* **PROBLEM STATEMENT**
Copy every record below exactly.

* **EXERCISE MATERIAL**

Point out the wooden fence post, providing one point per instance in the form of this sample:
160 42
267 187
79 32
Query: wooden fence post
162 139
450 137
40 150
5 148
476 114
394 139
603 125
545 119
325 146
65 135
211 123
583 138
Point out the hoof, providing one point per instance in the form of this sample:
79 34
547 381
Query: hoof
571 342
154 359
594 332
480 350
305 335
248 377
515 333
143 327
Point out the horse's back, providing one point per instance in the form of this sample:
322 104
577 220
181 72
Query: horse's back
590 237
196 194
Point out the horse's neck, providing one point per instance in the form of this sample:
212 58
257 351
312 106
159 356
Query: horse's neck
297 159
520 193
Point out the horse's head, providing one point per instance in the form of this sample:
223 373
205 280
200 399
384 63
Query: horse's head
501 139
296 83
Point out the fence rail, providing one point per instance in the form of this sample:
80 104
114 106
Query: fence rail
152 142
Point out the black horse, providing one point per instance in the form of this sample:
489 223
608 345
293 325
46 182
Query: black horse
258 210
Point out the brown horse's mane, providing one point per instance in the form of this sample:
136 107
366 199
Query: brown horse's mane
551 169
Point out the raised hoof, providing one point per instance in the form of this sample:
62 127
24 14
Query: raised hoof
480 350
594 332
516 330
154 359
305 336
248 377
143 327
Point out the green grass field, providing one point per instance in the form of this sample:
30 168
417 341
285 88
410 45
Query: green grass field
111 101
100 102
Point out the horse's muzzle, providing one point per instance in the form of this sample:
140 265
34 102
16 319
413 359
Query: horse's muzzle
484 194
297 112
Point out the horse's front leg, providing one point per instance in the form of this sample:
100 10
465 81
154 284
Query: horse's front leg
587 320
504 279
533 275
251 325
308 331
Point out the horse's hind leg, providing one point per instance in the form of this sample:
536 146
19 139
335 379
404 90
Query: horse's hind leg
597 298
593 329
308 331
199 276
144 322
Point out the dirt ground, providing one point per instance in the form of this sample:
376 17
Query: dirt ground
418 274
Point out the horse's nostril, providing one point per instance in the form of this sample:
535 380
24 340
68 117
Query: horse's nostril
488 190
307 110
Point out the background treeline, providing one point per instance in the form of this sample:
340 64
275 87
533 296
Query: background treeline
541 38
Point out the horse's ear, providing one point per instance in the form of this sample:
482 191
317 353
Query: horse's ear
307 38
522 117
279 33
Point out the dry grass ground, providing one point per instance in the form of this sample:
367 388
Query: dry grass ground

* **SOLUTION**
Point out the wooden fence post, providing one point per instance in the form of this sample:
160 42
267 187
79 32
Query: wooden fence post
162 139
450 137
40 150
5 148
476 114
394 139
603 125
545 119
325 146
65 135
211 123
583 138
Point out the hoof, providing one point per instance in the form of this sample:
79 34
547 381
Query: hoof
571 342
154 359
594 332
480 350
305 335
248 377
515 333
143 327
Point out the horse's back, providing one point per instance in the form of this sample:
322 104
577 220
181 72
Query: horse's back
590 237
196 194
Point out the horse's neck, providing one point per instance in the form of this sample:
212 58
257 351
312 106
159 356
Query: horse's neck
297 159
520 193
Point out the horse's head, providing one point per instance in the form of this sample:
223 373
205 280
200 399
384 63
Query: horse's head
501 139
296 83
Point out the fence rail, providing one point per instance in the form of this sample:
80 104
114 106
Query: fence rail
152 142
Point out the black horse, providing one point per instance in the form of this sample:
489 223
608 345
293 325
46 182
Query: black horse
258 210
Point out the brown horse's mane, providing one point per instance in the form of this sample:
136 107
366 199
Query: brown horse's mane
551 169
Point out the raised hoof, providing one point per instance in the form of this sample:
62 127
24 14
Query: raised hoof
480 350
594 332
516 330
154 359
305 336
248 377
143 327
Point out the green grass field, providing one point per instance in the form of this sample:
30 168
417 341
285 88
410 45
Query: green grass field
111 101
100 102
Point out the horse's muzzle, providing one point per instance in the form of this sample:
140 265
34 102
16 319
413 359
Query: horse's muzzle
484 194
297 112
Point out the horse's front leg, providing one point per instance in the form of this sample:
100 10
465 81
154 284
Query: horse's front leg
587 320
504 279
533 275
251 325
308 331
Point out the horse's hind leg, providing one point per instance in the form of this sample:
536 146
19 139
335 379
404 90
Query: horse's hind leg
597 298
593 329
308 331
199 276
144 322
Point out the dirt ground, providing one point per instance in the form of this sample:
376 17
Query: dirt ground
418 274
Point out the horse's nostril, providing one point per instance in the form of this sample:
535 380
24 340
68 117
Query: horse's nostril
488 190
307 110
Point out the background treeline, providing one point per instance in the form of this sample:
340 64
275 87
533 296
Query: background treeline
541 38
Point out the horse's ear, providing one point per instance in the form of this sample:
482 191
317 353
Query: horse's ear
307 38
522 117
279 33
Point out the dry grass ground, providing one point per instance in the form of this sample:
367 388
Query: dry grass ground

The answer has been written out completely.